### [JOB]
Can you format each line of the listing below as a JSON list of strings, with one string per line and any blank lines left out?

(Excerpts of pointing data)
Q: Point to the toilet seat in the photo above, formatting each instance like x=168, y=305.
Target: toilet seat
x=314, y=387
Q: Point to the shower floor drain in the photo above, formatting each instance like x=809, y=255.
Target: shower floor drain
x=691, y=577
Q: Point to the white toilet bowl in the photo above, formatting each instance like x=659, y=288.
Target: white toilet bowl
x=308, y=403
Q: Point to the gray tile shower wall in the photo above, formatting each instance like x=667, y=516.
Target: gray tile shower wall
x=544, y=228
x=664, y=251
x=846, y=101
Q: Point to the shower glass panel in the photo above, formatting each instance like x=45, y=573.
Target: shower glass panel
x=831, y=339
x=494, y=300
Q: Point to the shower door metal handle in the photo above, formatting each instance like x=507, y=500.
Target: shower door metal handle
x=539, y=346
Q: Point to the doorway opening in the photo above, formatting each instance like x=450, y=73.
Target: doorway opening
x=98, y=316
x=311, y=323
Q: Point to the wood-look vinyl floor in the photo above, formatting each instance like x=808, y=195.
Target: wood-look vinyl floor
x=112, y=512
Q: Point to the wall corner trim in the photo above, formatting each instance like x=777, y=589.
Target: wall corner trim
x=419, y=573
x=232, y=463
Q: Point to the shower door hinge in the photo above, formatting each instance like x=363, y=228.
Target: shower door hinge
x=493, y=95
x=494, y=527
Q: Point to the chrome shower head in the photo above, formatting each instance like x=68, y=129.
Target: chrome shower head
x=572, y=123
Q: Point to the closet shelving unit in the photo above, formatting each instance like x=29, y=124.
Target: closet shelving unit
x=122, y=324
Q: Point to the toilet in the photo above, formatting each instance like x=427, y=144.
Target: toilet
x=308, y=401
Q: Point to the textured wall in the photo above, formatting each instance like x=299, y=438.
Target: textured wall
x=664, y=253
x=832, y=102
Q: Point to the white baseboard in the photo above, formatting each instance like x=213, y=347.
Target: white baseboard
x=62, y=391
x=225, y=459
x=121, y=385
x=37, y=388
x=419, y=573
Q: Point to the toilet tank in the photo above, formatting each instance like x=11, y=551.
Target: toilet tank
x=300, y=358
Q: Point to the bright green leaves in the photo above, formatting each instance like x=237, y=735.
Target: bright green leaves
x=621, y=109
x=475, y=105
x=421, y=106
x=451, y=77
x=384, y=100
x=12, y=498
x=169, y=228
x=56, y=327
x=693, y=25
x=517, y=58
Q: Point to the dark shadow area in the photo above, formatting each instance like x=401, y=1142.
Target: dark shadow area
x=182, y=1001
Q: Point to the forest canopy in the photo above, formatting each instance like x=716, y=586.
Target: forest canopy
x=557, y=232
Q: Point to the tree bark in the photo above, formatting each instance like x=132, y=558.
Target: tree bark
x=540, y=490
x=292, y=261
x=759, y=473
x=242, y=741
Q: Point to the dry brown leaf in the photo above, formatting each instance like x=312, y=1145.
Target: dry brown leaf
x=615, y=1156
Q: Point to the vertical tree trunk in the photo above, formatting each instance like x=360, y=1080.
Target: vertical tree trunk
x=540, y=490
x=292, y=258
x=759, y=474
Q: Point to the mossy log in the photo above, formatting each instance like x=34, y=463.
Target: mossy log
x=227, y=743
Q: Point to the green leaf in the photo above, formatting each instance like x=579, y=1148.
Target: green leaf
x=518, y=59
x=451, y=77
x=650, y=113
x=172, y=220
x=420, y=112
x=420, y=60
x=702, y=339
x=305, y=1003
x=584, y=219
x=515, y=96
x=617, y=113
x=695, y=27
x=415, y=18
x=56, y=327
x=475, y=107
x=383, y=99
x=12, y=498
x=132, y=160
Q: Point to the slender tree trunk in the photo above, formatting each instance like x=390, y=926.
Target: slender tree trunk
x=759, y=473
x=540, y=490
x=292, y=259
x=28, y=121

### [ANSWER FOR THIS EXERCISE]
[
  "Q: Point to the toilet seat in the photo above, formatting each instance like x=168, y=305.",
  "Target: toilet seat",
  "x=314, y=387",
  "Q: Point to the shower floor drain in the photo above, formatting each instance like x=809, y=255.",
  "Target: shower floor drain",
  "x=691, y=577",
  "Q: Point to the white toilet bowl in the photo above, formatting each instance like x=659, y=288.",
  "Target: white toilet bowl",
  "x=308, y=403",
  "Q: Point to the gray tile shower wall in the photo above, formatting each instance like x=667, y=516.",
  "Target: gray tile shower wall",
  "x=544, y=228",
  "x=664, y=251",
  "x=846, y=101",
  "Q: Point to the shower glass panel in the photo above, formatting each instance like x=45, y=573.",
  "Target: shower glass panel",
  "x=831, y=339",
  "x=494, y=300",
  "Q: Point to the shower door metal handle in the photo above, formatting each instance like x=507, y=500.",
  "Target: shower door metal handle",
  "x=539, y=346",
  "Q: Point to the doorway opening in the photo above, formatting each instance like x=450, y=73.",
  "Target: doorway opening",
  "x=98, y=316",
  "x=311, y=323",
  "Q: Point to the wood-look vinyl floor in the photo above, formatting each instance like x=808, y=195.",
  "Target: wood-look vinyl floor",
  "x=112, y=512",
  "Q: Point to the wall corner trim in the photo above, formatting each instance like x=777, y=589.",
  "Target: wall corner trim",
  "x=419, y=573",
  "x=232, y=463",
  "Q: Point to the shower door hinge in the photo above, formatting each instance like x=363, y=228.",
  "Target: shower door hinge",
  "x=493, y=95",
  "x=494, y=527",
  "Q: Point to the chrome shower head in the photo above, formatting each instance like x=68, y=129.",
  "Target: chrome shower head",
  "x=572, y=123",
  "Q: Point to the closet shelving unit in the photo above, formatting each instance like x=29, y=124.",
  "Target: closet shelving unit",
  "x=122, y=324",
  "Q: Point to the toilet in the photo above, formatting each instance like x=427, y=144.",
  "Target: toilet",
  "x=308, y=401",
  "Q: Point to the textured wall in the photo above, formatting each instance like x=299, y=438.",
  "Target: textured wall",
  "x=664, y=253",
  "x=832, y=102",
  "Q: Point to the white baseboard in the photo above, formatting each instance like x=213, y=347.",
  "Target: white baseboard",
  "x=62, y=391",
  "x=225, y=459",
  "x=121, y=385",
  "x=37, y=388",
  "x=419, y=573",
  "Q: Point to the toilet tank in the photo above, formatting each instance like x=11, y=551.",
  "Target: toilet tank",
  "x=300, y=358",
  "Q: Point to the bright green leaves in the photo above, formatting each instance like x=237, y=735.",
  "Target: bright green leaves",
  "x=621, y=109",
  "x=475, y=105",
  "x=421, y=106",
  "x=451, y=77",
  "x=384, y=100",
  "x=12, y=498",
  "x=169, y=228",
  "x=56, y=327",
  "x=693, y=25",
  "x=517, y=58",
  "Q: Point to the dark shadow area in the photo above, formatting each instance like x=401, y=1142.",
  "Target: dark shadow area",
  "x=182, y=1001",
  "Q: Point to the forest canopy in the photo above, formatting each instance like x=716, y=586.",
  "Target: forest canopy",
  "x=557, y=232",
  "Q: Point to the tree bark in the photo above, formatting each instance like x=132, y=558.",
  "Target: tree bark",
  "x=540, y=490",
  "x=292, y=261",
  "x=759, y=473",
  "x=242, y=741",
  "Q: Point to the dry brown leaf in the photo above, formatting each instance like x=312, y=1145.",
  "Target: dry brown leaf",
  "x=615, y=1156",
  "Q: Point to the vertical tree trunk in the photo above, formatting each instance like x=360, y=1080.",
  "Target: vertical tree trunk",
  "x=540, y=490",
  "x=292, y=258",
  "x=759, y=474",
  "Q: Point to the mossy log in the photo above, formatting each instance like x=34, y=463.",
  "Target: mossy log",
  "x=227, y=743",
  "Q: Point to the green leaf in the photo above, formatting each instance like x=579, y=1148.",
  "Target: green leaf",
  "x=518, y=59",
  "x=451, y=77",
  "x=650, y=113",
  "x=172, y=220",
  "x=420, y=112",
  "x=420, y=60",
  "x=702, y=339",
  "x=305, y=1003",
  "x=584, y=219",
  "x=515, y=96",
  "x=617, y=113",
  "x=695, y=27",
  "x=415, y=18",
  "x=56, y=327",
  "x=475, y=107",
  "x=383, y=99",
  "x=12, y=498",
  "x=132, y=160",
  "Q: Point to the slender tree trunk in the photo above, formatting each instance like x=390, y=926.",
  "Target: slender tree trunk",
  "x=759, y=473",
  "x=540, y=490",
  "x=292, y=259",
  "x=28, y=121"
]